Given problem 1 -> Which university did the friend transfer to this year, according to the essay about the Texas Politics textbook?
Given problem 2 -> Extend the essay about the Texas Politics textbook past its final sentence with a few more paragraphs.

Document excerpt ->
..........
Sometimes I come across things I perceive to be so ridiculous I can’t help but feel at once shocked and saddened. That happened to me last week when a friend of mine mentioned a textbook he was reading for one of his classes in school. He had originally been enrolled in a college in Tulsa, but this year he transferred to the University of Texas at Austin. One big difference about being at a Texas public school is the state-required curriculum; in Texas at least, all state schools are required to read a “Texas Politics” textbook.

To me, that certainly doesn’t sound like a horrible idea. If you’re going to be receiving an education in Texas (and, more importantly, if you’re planning on building a career in the state too), I think it’s highly rational for the state to want to teach you about its particular political systems and structures.

Of course, with state-mandated curricula like this, there’s always the problem of how exactly the state is going to implement this goal, and in this case I’m a little bit appalled.

One part of the text teaches about “what it means to be a Texan.” Here’s an excerpt from the book: “Being a Texan means alternately being independent, rugged, individualistic, simple, straightforward, doggedly determined, and proud; sometimes boastful and brash, materialistic and moralistic; religious; distrustful of government yet respectful of authority; believing in competition and survival of the fittest, yet concerned for those who might be down on their luck.”

Edifying, isn’t it? If you’re really interested, you can read more at http://texaspolitics.laits.utexas.edu/. When my friend posted this excerpt on Facebook, someone made the comment that you could swap out the word “Texan” for “lemming” and still communicate the same point. I suppose what I find salient here is that, if this book gets to decide what “being a Texan” really means, I can’t even consider myself a Texan in spite of having lived in Dallas my entire life. The same could probably be said for a majority of my friends.

Now, I don’t bring this point up to brag about the fact that I go to a private university where I don’t have to deal with mind-numbing state-sanctioned textbooks like this (though it certainly is nice). Really, I think what’s most interesting about this phenomenon is that it raises questions about the idea of “required reading.”
..........
Object position labeling records:
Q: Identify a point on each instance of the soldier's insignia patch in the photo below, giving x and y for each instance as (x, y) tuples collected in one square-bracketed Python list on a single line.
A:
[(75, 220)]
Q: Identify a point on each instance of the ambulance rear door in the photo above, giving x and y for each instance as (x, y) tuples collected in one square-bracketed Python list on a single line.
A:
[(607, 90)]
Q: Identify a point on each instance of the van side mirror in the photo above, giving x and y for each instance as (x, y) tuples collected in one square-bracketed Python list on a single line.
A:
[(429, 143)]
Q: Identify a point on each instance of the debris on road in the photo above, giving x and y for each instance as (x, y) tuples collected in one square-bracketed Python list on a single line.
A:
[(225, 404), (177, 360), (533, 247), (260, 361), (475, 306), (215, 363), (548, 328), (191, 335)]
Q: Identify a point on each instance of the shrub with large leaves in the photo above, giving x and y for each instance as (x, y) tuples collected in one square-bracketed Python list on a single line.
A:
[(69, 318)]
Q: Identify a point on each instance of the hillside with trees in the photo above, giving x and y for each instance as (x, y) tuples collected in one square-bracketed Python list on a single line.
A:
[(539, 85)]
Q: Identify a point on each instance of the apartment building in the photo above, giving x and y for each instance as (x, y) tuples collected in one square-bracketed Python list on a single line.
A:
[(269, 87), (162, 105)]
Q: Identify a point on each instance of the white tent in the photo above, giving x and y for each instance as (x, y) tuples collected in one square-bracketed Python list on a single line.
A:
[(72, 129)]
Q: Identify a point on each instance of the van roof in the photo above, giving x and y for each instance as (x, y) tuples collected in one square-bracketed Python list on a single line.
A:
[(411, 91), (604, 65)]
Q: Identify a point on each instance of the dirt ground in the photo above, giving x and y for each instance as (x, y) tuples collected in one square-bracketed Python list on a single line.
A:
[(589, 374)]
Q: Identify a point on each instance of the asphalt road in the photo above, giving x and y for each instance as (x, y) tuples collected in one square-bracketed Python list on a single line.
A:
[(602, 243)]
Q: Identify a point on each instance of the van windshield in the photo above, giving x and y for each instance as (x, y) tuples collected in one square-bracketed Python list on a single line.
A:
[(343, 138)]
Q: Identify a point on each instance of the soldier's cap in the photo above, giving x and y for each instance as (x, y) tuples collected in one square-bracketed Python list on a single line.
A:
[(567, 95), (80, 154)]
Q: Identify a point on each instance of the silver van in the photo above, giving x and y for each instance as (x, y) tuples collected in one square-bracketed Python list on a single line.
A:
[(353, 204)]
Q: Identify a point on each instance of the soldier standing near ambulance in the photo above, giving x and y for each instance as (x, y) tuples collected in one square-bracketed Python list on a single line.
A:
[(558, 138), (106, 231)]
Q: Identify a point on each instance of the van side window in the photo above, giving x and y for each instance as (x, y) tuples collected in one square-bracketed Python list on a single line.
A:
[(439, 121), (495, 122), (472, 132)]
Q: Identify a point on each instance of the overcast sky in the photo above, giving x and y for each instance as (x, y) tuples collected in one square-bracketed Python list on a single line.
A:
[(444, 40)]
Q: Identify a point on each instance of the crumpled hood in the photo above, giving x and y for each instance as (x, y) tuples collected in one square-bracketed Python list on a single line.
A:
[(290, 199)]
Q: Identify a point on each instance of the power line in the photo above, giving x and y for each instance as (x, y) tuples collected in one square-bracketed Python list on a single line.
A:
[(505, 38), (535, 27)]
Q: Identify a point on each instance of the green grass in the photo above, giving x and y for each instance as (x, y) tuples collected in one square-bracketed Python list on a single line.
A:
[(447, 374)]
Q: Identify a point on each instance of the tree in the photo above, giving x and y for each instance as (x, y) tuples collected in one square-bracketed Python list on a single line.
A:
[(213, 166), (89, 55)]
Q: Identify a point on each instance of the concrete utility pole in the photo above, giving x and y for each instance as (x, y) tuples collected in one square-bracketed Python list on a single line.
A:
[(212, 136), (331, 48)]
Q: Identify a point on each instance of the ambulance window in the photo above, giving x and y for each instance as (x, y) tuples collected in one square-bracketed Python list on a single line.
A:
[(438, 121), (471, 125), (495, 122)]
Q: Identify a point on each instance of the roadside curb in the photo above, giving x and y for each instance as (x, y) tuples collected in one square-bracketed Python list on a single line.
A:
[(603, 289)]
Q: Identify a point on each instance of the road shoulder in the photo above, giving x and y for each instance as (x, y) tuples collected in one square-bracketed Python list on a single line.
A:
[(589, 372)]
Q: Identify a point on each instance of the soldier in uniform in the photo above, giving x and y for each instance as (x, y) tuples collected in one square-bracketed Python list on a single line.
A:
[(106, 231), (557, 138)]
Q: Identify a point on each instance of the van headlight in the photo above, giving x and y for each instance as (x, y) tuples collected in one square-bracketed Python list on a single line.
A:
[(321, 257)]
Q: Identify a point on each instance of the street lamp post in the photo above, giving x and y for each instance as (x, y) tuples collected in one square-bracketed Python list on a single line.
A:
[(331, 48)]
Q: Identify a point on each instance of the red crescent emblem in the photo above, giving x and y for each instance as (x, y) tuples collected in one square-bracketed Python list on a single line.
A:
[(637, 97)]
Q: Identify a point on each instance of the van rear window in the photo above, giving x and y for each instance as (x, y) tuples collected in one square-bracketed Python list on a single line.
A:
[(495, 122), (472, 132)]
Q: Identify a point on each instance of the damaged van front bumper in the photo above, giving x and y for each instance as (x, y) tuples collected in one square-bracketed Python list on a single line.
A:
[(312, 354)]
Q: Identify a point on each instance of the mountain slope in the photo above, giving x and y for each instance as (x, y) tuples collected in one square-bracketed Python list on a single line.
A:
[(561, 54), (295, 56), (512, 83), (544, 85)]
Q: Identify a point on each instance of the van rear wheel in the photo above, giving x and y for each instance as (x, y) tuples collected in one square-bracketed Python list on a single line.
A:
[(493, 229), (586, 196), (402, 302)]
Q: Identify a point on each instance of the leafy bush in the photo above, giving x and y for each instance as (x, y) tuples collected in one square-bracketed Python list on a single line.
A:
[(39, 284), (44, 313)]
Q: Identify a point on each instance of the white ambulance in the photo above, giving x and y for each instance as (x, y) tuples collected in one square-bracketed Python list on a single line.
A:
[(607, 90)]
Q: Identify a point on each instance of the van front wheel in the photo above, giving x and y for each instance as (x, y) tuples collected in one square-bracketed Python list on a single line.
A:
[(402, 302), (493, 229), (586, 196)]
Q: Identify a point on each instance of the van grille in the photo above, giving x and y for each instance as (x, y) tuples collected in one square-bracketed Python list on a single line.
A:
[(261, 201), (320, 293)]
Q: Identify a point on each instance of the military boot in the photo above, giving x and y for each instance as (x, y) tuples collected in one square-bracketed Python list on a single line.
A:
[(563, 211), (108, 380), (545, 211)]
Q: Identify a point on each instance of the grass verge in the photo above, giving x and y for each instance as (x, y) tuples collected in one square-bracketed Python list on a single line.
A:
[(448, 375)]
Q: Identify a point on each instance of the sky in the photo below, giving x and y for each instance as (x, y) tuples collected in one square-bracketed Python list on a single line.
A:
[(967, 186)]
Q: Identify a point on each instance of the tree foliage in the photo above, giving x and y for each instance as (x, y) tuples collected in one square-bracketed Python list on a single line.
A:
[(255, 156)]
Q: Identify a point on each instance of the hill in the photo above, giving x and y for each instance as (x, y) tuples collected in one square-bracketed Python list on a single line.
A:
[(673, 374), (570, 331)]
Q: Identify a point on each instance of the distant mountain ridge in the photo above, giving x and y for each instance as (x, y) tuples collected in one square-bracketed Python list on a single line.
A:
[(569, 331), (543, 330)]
..........
Output 1 -> The University of Texas at Austin.

Output 2 ->
I’m not going to suggest that UT Austin and the rest of Texas’s public schools ought to stop teaching this textbook because I personally don’t like the message it’s teaching. There are a lot of ideas I don’t agree with, and removing them from a dialogue simply because I have hang-ups with them makes my Orwell sense tingle.

Moreover, SMU is no stranger to required reading itself. Every year incoming students are expected to read, discuss, and write about a text selected by a group of faculty. I’ve heard plenty of complaints that the required texts SMU has picked in the past few years underscore a “liberal bias” among the educational establishment here at SMU. And of course I disagree vehemently with that sentiment, but I also have to consider that I’m generally a more left-leaning person. I feel like it’d be hypocritical of me to support reading texts with viewpoints I agree with and decry studying those texts whose messages I personally find insulting.

After all, reading a text itself is not that dangerous of an activity. Just because Mark David Chapman might make the claim that “Catcher in the Rye” brainwashed him into shooting John Lennon doesn’t mean that books themselves have that much control over us. Reading a text requires more than just understanding a claim that’s being made; it’s about interpreting and evaluating that claim too.

If I were a professor at UT Austin, I might teach an entire class about why that specific portion of the textbook is wrong. And I might have some students who see my side of things, but I’d probably have just as many who don’t.

And after all, isn’t that the most beautiful part about college? We’re here to do more than have facts and data thrown at us.

An educational institution serves a purpose of not only teaching people skills, but also teaching people to think.

So if it takes a trite and maudlin excerpt from a mandatory textbook to elicit disagreement among students and actually start a dialogue, then I think that’s as good of a way as any to get the mental gears turning. As Indira Gandhi once said, “The power to question is the basis of all human progress.”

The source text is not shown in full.